Cancer Survivorship Nurse Practitioner at Shawnee Mission Cancer Center

OK – you’ve been diagnosed with cancer. You’ll deal with it. But cancer carries with it a lot of unknowns, not the least of which could be some complicated dynamics at work.


You may face resentment from your co-workers, uncomfortable conversations about time off and possible discrimination issues.


Thankfully, advancements in treatment are providing hope for a much-needed sense of normalcy. 


Chemo is Changing for the Better

What used to be a grueling treatment period characterized by vomiting and painful side effects is becoming increasingly more manageable.


If you or a loved one has been diagnosed with cancer, you can keep working, thanks to these advancements:

  • Targeted therapies, designed to block the growth and spread of cancer cells as opposed to killing them, help decrease nausea and do not adversely affect blood counts as much as traditional chemotherapy
  • Most chemo is done on an outpatient basis
  • Some treatments last only one hour, and may be scheduled late in the afternoon, allowing you to work at least a half-day
  • All-day treatments are needed in some cases, but can be scheduled in advance so time off work is more easily arranged
  • Long-acting and short-acting anti-nausea medications are available and are often given before chemo even begins
  • Specialized physical therapists work with you to conquer fatigue

A Personalized Approach Can Help

Our goal at the Shawnee Mission Cancer Center is for our patients to stay active, keep working and maintain as normal a life as before.
============================================================
Directions:
• 1. According to the article on working during cancer treatment, what is the Shawnee Mission Cancer Center's goal for its patients?
• 2. Decide whether each statement agrees with the article on working during cancer treatment, answering yes or no and quoting the words that settle it: (a) Most chemo is given on an outpatient basis. (b) All-day treatments cannot be scheduled in advance. (c) Anti-nausea medications are given only after chemo is finished.
• 3. Restate word for word the part of the article on working during cancer treatment starting at "OK – you’ve" and ending at "dynamics at work.".
The data come from a separate, unrelated source.

Supplied information:
============================================================
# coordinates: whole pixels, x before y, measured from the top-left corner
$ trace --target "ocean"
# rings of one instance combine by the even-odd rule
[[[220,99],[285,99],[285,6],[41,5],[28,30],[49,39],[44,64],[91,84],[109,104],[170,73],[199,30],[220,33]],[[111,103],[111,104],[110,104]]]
============================================================
Results:
• 1. For its patients to stay active, keep working and maintain as normal a life as before.

• 2.
(a) Yes: "Most chemo is done on an outpatient basis"
(b) No: "can be scheduled in advance so time off work is more easily arranged"
(c) No: "are often given before chemo even begins"

• 3.
OK – you’ve been diagnosed with cancer. You’ll deal with it. But cancer carries with it a lot of unknowns, not the least of which could be some complicated dynamics at work.